Can you write out every line of the entries below as a numbered list, skipping any blank lines and leaving the pictures out?

GIVEN DATA
"""
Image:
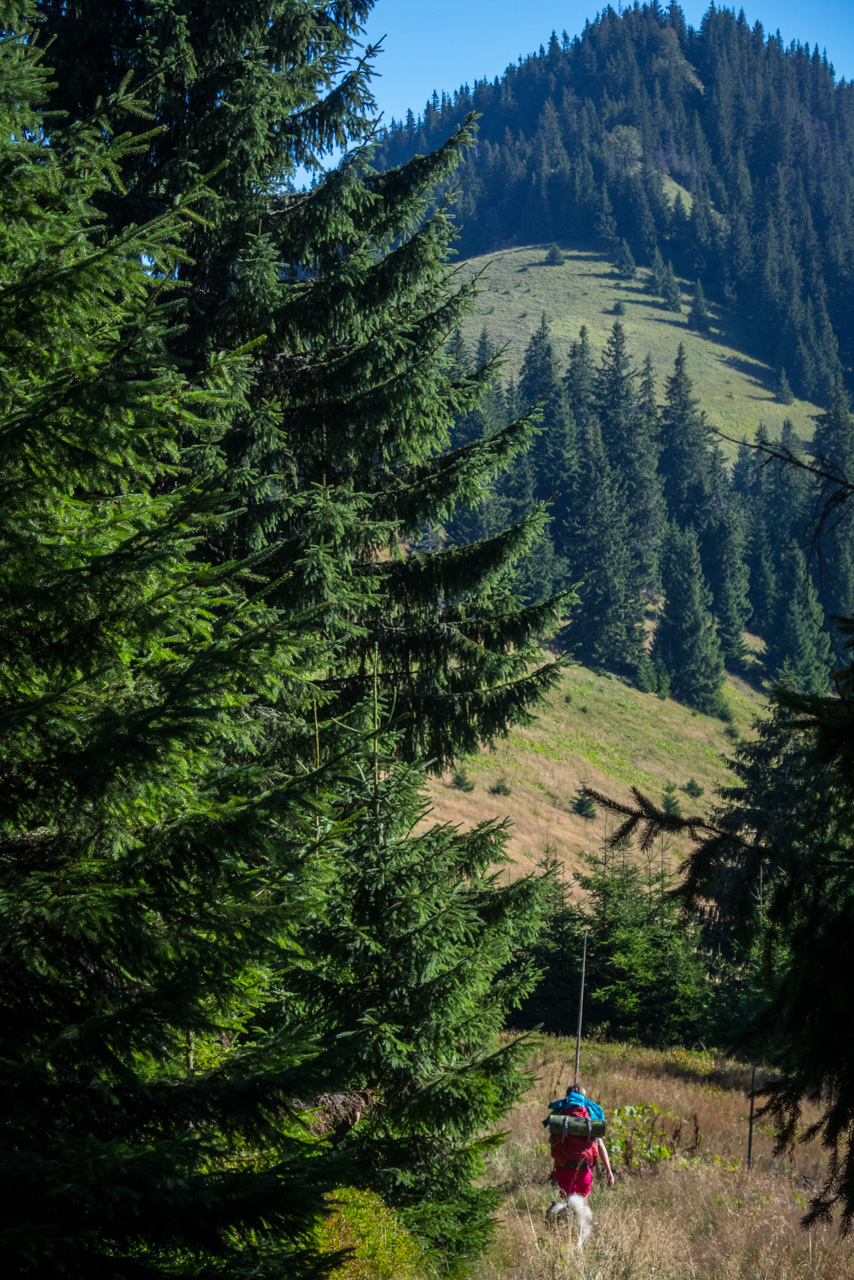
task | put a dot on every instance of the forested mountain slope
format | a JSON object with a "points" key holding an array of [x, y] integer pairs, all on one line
{"points": [[519, 287], [585, 138]]}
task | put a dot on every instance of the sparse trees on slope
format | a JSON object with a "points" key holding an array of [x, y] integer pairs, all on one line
{"points": [[685, 447], [607, 629], [686, 641]]}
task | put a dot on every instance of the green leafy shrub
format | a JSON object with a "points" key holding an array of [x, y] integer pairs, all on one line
{"points": [[379, 1246], [635, 1137]]}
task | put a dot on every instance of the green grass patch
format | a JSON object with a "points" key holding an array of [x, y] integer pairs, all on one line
{"points": [[734, 388]]}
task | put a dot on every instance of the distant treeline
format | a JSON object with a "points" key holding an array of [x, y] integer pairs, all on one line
{"points": [[581, 140], [649, 520]]}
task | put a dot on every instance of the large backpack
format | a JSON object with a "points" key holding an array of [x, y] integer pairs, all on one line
{"points": [[574, 1124]]}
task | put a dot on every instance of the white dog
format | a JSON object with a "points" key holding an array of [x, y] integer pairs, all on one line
{"points": [[580, 1210]]}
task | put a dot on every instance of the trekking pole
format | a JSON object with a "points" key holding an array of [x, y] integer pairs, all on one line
{"points": [[578, 1040], [753, 1080]]}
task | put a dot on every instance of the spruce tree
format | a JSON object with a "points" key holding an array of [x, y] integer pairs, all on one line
{"points": [[629, 423], [782, 391], [625, 263], [834, 443], [685, 640], [798, 644], [724, 554], [352, 394], [685, 448], [671, 292], [153, 850], [410, 979], [553, 455], [699, 316], [658, 274], [580, 380], [607, 627]]}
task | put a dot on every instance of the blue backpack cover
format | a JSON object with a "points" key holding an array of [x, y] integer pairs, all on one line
{"points": [[561, 1119], [576, 1100]]}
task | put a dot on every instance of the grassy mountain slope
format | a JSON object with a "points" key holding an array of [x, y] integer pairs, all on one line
{"points": [[697, 1214], [735, 389], [599, 731]]}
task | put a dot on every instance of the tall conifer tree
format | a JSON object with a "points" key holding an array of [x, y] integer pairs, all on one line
{"points": [[685, 448], [352, 392], [607, 630], [153, 849], [686, 641]]}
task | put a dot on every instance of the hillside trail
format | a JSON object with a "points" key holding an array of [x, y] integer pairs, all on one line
{"points": [[685, 1206]]}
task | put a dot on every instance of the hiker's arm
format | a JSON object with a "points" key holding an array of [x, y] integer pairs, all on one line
{"points": [[603, 1152]]}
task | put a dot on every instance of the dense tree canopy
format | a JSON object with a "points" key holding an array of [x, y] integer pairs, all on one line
{"points": [[576, 140]]}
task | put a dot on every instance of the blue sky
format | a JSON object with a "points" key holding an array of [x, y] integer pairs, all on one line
{"points": [[441, 44]]}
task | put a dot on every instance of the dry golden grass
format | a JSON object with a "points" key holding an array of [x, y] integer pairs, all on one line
{"points": [[692, 1217], [599, 731]]}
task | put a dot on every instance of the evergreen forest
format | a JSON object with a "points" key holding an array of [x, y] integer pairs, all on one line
{"points": [[716, 152], [277, 548]]}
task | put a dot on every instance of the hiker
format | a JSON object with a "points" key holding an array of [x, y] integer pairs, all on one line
{"points": [[575, 1156]]}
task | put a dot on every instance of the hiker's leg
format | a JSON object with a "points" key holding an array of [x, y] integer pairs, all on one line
{"points": [[583, 1216], [556, 1211]]}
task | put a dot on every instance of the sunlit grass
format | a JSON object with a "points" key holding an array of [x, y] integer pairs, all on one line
"""
COMPLETE RESPONSE
1. Image:
2. task | put a dot on every instance of the forested mountain slope
3. format | a JSON object with a "points" key holding an array of [x, y] integer pairs, all on one line
4. {"points": [[519, 287], [585, 138]]}
5. task | put a dot on every instance of the sparse trees on slope
6. format | a JSON object with a "points" key holding an array of [x, y] integer pairs, all on one line
7. {"points": [[685, 447], [607, 629], [686, 641]]}
8. task | put a dot on every instance of the green leafy shrub
9. format | a JSON object with a "points" key holding an array of [x, y] integer pairs, all on one line
10. {"points": [[379, 1246], [635, 1137]]}
11. task | put a dot on every instance of the green grass patch
12. format | a JSON object with a "points" key holding an array of [x, y] integer pairs, all on one line
13. {"points": [[734, 388]]}
14. task | put a dot on every instance of the distant treeline
15. format | a JSON object with a "points" key holding an array of [x, y] integer pairs, all on one line
16. {"points": [[581, 140], [649, 520]]}
17. task | put a dot on every instance of the large backpack
18. format | a JSON object with a "points" key holding an array of [x, y] integer pairs, all on one line
19. {"points": [[574, 1124]]}
20. task | put a dot on every instance of the white dog
21. format | a JSON object with a "points" key holding an array of [x, y] integer pairs, all on one line
22. {"points": [[580, 1210]]}
23. task | put a dot on every instance of the trekking pole
24. format | a JSON object with a "points" key holding an array of [x, y] integer pairs, all on one line
25. {"points": [[578, 1040], [753, 1080]]}
26. task | put a dot on every instance of the spruce tree
27. format | a JSON object with a "points" key holding an array of [x, y] integer pairs, all on one line
28. {"points": [[629, 423], [782, 391], [625, 263], [834, 443], [685, 640], [798, 644], [724, 554], [352, 394], [685, 448], [671, 292], [153, 850], [410, 979], [553, 455], [699, 316], [658, 274], [580, 380], [607, 627]]}
29. task | put a dot on every instance of the blue backpack cover
30. format | a JSON object with a "points" key holding an array of [x, y] integer pairs, all on one line
31. {"points": [[561, 1119], [576, 1100]]}
32. task | put a dot on every instance of the grassy mountain slope
33. format | a JSON object with a "points" key holding an array of [x, y] integer pairs, all on one line
34. {"points": [[697, 1214], [735, 389], [599, 731]]}
35. task | put a dot on every instance of the tall conifer tree
36. format | a JSON object with a "points" key holding an array of [x, y] integer pairs, all on one line
37. {"points": [[685, 448], [352, 392], [607, 630], [153, 849], [686, 641]]}
38. task | put a dot on every instance of the hillside trail
39. format | a JSON object with a "points" key holding an array of [x, y] integer pairs, all on one line
40. {"points": [[685, 1206]]}
41. task | put a dot on every instance of the hiker's arm
42. format | a JSON object with a "points" key holding an array of [x, y] integer pairs, all on one line
43. {"points": [[603, 1152]]}
44. task | put a dot on every instance of the dense tree canopy
45. format | a JSON object with a "points" key holding an array of [x, y] integer pairs, all on one line
46. {"points": [[576, 140]]}
47. task | put a dot on every instance of the blue sky
48. format | a JSON object with a "points" key holding an array of [x, y] integer pairs, all on one line
49. {"points": [[441, 44]]}
50. task | put a dot on every instance of the dry golden grass
51. format | a JSON object with a "points" key holding an array of [x, y] integer pairs, all on one line
52. {"points": [[692, 1217], [599, 731]]}
53. task | put a dot on every instance of the evergreen forest
54. format | a JSON object with a "points" key holding an array of [x, y] integer pairs, all on one line
55. {"points": [[716, 152], [277, 548]]}
56. task | put a dot on every instance of the hiker
57. format | a JSON object with a "points" key holding an array of [x, y] integer pairs, all on one line
58. {"points": [[575, 1156]]}
59. task | put a dot on every instance of the hiker's leg
60. format | a JSON object with a "points" key holding an array of [x, y] integer pairs, all on one line
61. {"points": [[583, 1216], [556, 1211]]}
62. task | put a dot on every instance of the sunlit grass
63. format | a JSON object with a "points" key holding an array of [x, y] integer pairs, all on one line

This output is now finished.